** Start of RECORDS SUPPLIED **
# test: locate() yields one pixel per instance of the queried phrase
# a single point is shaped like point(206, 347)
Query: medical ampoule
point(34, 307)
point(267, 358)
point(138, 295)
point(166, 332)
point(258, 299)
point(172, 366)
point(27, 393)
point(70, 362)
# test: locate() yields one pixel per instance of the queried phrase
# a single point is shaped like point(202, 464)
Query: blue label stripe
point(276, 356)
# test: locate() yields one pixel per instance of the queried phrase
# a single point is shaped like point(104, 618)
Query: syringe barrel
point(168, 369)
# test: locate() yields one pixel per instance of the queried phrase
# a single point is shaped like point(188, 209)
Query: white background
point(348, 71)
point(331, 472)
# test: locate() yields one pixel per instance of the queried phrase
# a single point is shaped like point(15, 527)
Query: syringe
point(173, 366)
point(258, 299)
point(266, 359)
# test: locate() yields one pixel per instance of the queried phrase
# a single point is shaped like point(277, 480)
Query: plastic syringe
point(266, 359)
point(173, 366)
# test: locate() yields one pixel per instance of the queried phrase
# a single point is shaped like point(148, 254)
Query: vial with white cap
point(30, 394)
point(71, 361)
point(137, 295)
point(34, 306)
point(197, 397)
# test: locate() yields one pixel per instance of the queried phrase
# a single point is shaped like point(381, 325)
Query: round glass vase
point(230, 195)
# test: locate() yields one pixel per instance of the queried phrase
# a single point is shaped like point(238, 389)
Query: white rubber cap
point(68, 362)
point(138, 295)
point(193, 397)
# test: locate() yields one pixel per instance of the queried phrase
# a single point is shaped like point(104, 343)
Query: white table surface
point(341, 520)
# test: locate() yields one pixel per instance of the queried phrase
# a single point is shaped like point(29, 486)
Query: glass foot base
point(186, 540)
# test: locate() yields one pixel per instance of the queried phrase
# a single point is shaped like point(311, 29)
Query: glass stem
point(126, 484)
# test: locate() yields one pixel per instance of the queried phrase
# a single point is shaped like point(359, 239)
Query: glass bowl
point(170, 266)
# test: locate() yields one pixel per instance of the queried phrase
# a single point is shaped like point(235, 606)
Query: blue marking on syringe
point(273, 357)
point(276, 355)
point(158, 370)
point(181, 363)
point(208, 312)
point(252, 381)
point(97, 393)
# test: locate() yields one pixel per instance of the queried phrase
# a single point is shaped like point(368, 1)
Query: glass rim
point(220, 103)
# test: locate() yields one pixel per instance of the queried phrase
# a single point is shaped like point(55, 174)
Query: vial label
** End of RECORDS SUPPLIED **
PROBLEM TO WORK ON:
Return each line of the material above, unchanged and in its original order.

FULL OUTPUT:
# test: locate() yields one pixel per instance of the queried phrase
# a single point is shaped like point(206, 347)
Query: medical ampoule
point(34, 307)
point(267, 358)
point(138, 295)
point(166, 332)
point(258, 299)
point(172, 366)
point(27, 393)
point(70, 362)
# test: locate() yields one pixel per instance of the queried phrase
# a single point is shaped like point(202, 464)
Query: blue label stripe
point(276, 356)
# test: locate() yields one pixel per instance of the queried phrase
# a single point is shaped like point(104, 618)
Query: syringe barrel
point(168, 369)
# test: locate() yields one pixel per instance of the queried phrase
# a single point is shaped like point(188, 209)
Query: white background
point(348, 71)
point(331, 472)
# test: locate() yields one pixel per instance of the queried phrase
# a single point is shaped like point(15, 527)
Query: syringe
point(173, 366)
point(258, 299)
point(266, 359)
# test: locate() yields one pixel per instance of the queried phrase
# a single point is shaped like point(277, 480)
Query: plastic syringe
point(266, 359)
point(173, 366)
# test: locate() yields one pixel per instance of the queried phrase
# a single point is shaped like point(148, 254)
Query: vial with white cap
point(30, 394)
point(71, 361)
point(137, 295)
point(34, 306)
point(197, 397)
# test: locate() yields one pixel per instance of the queried phrase
# a single point is shaped like point(381, 325)
Query: round glass vase
point(230, 195)
# test: locate() yields one pixel per instance of the queried phrase
# a single point is shaped like point(238, 389)
Query: white rubber cap
point(68, 362)
point(138, 295)
point(193, 397)
# test: locate() yields one pixel per instance of the queried phrase
# a single point is shaped like point(104, 343)
Query: white table surface
point(341, 520)
# test: locate() yields one pixel per instance of the queried phrase
# a single point is shaped like point(29, 486)
Query: glass foot base
point(186, 540)
# test: locate() yields one pixel per instance of the queried phrase
# a single point is shaped like point(311, 29)
Query: glass stem
point(126, 484)
# test: locate() yields one pixel per instance of the queried phrase
# a single point is shaped like point(359, 239)
Query: glass bowl
point(170, 266)
# test: locate() yields one pixel per instance of the queried phrase
# a single point is shaped like point(235, 606)
Query: blue marking on syringe
point(273, 357)
point(276, 355)
point(158, 370)
point(181, 363)
point(208, 312)
point(252, 381)
point(97, 393)
# test: locate() yields one pixel per instance of the queried phrase
# a single point is shaped like point(368, 1)
Query: glass rim
point(220, 103)
# test: locate() yields one pixel per instance of the queried phrase
# a single point is shaped like point(55, 174)
Query: vial label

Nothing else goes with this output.